━━━ GIVEN TEXT

Activities beyond the daily teaching routine
In addition to the regular teaching day, there are numerous joint activities of our students and staff. We would like to show you some of our past activities below. Please note that some information is available in German language only.
*** Munich, 25-28 July 2023 *** Some twenty members of staff and students of our institute attended the biannual conference of the German Society for Social and Cultural Anthropology: this year in Munich. This year’s overall theme of the conference – Contested Knowledge – sparked manifold inspiring as well as divergent debates on the current conditions and policies of knowledge production.
- J. Otto Habeck and Julia Pauli organized a roundtable on the topic “Fences and Walls: Materializing and Contesting Everyday Borders”.
- Michael Schnegg and Jonas Bens convened a workshop entitled “Knowledge and Affect: Developing the Concepts of ‘Stimmung’ and ‘Atmosphere’ for Sociocultural Analysis”.

━━━━━━

- WORK ITEM A
Return, copied exactly, everything in the activities page from "Activities beyond the" down to "of knowledge production.".
- WORK ITEM B
Using the activities page, answer the following:
(i) In which city and on what dates did the conference take place?
(ii) Who organized the roundtable "Fences and Walls: Materializing and Contesting Everyday Borders"?
(iii) Who convened the workshop "Knowledge and Affect"?

━━━ DATA FOR ANALYSIS

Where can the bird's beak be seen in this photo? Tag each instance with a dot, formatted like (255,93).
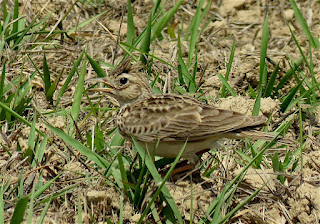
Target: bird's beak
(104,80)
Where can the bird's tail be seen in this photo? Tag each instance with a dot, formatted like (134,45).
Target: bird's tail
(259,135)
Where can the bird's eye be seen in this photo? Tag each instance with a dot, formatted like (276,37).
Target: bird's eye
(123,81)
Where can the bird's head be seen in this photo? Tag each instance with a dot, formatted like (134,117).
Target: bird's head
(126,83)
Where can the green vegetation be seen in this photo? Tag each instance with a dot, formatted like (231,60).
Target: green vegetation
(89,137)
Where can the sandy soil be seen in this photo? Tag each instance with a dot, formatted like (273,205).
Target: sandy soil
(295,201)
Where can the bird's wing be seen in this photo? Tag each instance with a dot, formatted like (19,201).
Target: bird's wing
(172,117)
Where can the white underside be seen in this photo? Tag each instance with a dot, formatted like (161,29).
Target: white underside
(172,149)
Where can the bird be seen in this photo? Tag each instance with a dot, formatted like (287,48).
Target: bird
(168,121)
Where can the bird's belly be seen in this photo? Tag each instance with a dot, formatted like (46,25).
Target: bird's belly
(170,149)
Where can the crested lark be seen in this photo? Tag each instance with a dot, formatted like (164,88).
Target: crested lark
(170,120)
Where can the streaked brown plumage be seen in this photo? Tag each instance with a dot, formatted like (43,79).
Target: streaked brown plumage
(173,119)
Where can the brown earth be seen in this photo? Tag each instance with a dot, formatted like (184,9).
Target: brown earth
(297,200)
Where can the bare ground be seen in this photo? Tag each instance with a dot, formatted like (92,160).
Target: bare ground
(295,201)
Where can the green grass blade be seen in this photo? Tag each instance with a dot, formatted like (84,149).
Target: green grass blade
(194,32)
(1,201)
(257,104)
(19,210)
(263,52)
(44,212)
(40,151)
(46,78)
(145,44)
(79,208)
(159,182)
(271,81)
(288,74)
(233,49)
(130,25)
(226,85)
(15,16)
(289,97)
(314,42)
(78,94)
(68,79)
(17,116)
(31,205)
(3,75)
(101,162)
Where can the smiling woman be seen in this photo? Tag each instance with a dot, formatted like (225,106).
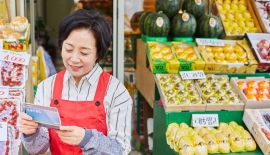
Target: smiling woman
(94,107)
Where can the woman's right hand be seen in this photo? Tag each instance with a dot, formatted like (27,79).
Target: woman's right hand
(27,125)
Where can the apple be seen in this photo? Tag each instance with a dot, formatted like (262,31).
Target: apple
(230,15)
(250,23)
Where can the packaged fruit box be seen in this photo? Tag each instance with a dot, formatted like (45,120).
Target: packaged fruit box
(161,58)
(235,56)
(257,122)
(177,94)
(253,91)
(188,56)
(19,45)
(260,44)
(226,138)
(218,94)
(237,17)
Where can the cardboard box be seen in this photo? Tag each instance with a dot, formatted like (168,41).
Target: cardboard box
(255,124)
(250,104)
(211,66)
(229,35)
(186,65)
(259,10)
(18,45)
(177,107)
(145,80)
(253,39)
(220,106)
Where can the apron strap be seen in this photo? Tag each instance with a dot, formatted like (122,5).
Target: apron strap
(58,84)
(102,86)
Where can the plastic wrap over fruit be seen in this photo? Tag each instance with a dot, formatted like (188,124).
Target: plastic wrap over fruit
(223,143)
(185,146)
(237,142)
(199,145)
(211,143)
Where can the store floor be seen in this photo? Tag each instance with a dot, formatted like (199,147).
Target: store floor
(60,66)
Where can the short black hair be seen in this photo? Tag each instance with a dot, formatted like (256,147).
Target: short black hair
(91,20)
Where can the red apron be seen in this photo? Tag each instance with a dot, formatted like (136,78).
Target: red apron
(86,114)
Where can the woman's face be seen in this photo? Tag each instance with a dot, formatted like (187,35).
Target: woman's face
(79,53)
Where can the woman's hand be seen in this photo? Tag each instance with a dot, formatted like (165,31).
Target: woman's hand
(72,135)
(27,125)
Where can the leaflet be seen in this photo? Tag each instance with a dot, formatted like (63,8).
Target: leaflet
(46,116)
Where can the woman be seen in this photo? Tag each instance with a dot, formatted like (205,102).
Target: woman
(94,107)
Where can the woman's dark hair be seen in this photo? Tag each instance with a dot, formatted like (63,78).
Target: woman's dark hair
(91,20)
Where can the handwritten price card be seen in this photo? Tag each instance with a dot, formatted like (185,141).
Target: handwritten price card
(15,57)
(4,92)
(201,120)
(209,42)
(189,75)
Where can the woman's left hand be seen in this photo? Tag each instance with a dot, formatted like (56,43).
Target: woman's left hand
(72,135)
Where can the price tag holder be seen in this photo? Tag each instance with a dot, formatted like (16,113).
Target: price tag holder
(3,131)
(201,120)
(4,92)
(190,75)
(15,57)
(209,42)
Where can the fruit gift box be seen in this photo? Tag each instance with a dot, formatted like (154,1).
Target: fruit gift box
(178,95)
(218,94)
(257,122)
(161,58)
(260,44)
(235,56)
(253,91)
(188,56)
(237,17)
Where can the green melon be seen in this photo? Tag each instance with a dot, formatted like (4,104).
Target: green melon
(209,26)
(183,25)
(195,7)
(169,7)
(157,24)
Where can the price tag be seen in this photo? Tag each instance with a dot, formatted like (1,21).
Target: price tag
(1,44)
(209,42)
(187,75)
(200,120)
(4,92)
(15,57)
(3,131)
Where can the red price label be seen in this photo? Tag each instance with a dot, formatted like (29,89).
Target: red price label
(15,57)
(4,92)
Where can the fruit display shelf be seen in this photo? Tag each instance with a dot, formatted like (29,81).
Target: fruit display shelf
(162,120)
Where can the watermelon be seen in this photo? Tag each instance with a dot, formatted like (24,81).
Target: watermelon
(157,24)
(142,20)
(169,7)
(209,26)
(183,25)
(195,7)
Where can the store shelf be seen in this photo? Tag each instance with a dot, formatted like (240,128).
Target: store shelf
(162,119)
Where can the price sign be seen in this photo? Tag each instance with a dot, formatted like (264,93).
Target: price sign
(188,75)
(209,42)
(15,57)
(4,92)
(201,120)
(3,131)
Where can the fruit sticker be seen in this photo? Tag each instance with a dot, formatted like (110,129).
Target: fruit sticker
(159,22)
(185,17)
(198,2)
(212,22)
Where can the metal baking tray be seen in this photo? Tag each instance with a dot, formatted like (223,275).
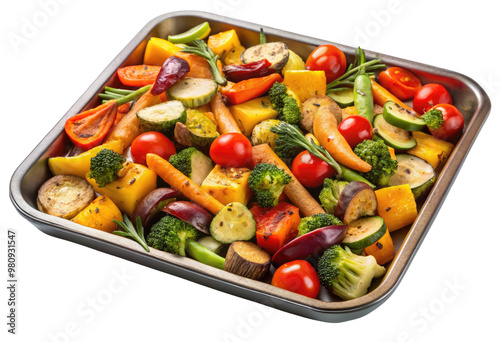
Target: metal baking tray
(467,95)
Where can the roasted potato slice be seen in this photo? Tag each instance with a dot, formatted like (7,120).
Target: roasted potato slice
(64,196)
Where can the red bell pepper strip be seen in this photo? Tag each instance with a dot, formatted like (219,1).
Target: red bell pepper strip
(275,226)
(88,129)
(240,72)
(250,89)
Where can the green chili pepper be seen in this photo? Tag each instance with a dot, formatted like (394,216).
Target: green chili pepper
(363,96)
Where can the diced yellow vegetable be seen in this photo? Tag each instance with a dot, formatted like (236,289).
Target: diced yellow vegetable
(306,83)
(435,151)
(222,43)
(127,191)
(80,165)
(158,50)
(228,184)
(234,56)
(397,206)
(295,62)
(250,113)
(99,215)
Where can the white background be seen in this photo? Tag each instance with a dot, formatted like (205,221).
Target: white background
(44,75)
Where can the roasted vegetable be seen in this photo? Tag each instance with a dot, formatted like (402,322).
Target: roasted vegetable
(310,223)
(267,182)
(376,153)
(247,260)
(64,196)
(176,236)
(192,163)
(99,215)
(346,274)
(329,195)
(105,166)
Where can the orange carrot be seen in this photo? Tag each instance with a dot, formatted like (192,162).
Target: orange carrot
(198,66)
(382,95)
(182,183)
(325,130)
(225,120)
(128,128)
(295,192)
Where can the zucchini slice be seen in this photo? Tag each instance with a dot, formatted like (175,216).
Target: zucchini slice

━━━━━━

- RESULT A
Activities beyond the daily teaching routine
In addition to the regular teaching day, there are numerous joint activities of our students and staff. We would like to show you some of our past activities below. Please note that some information is available in German language only.
*** Munich, 25-28 July 2023 *** Some twenty members of staff and students of our institute attended the biannual conference of the German Society for Social and Cultural Anthropology: this year in Munich. This year’s overall theme of the conference – Contested Knowledge – sparked manifold inspiring as well as divergent debates on the current conditions and policies of knowledge production.

- RESULT B
(i) Munich, 25-28 July 2023
(ii) J. Otto Habeck and Julia Pauli
(iii) Michael Schnegg and Jonas Bens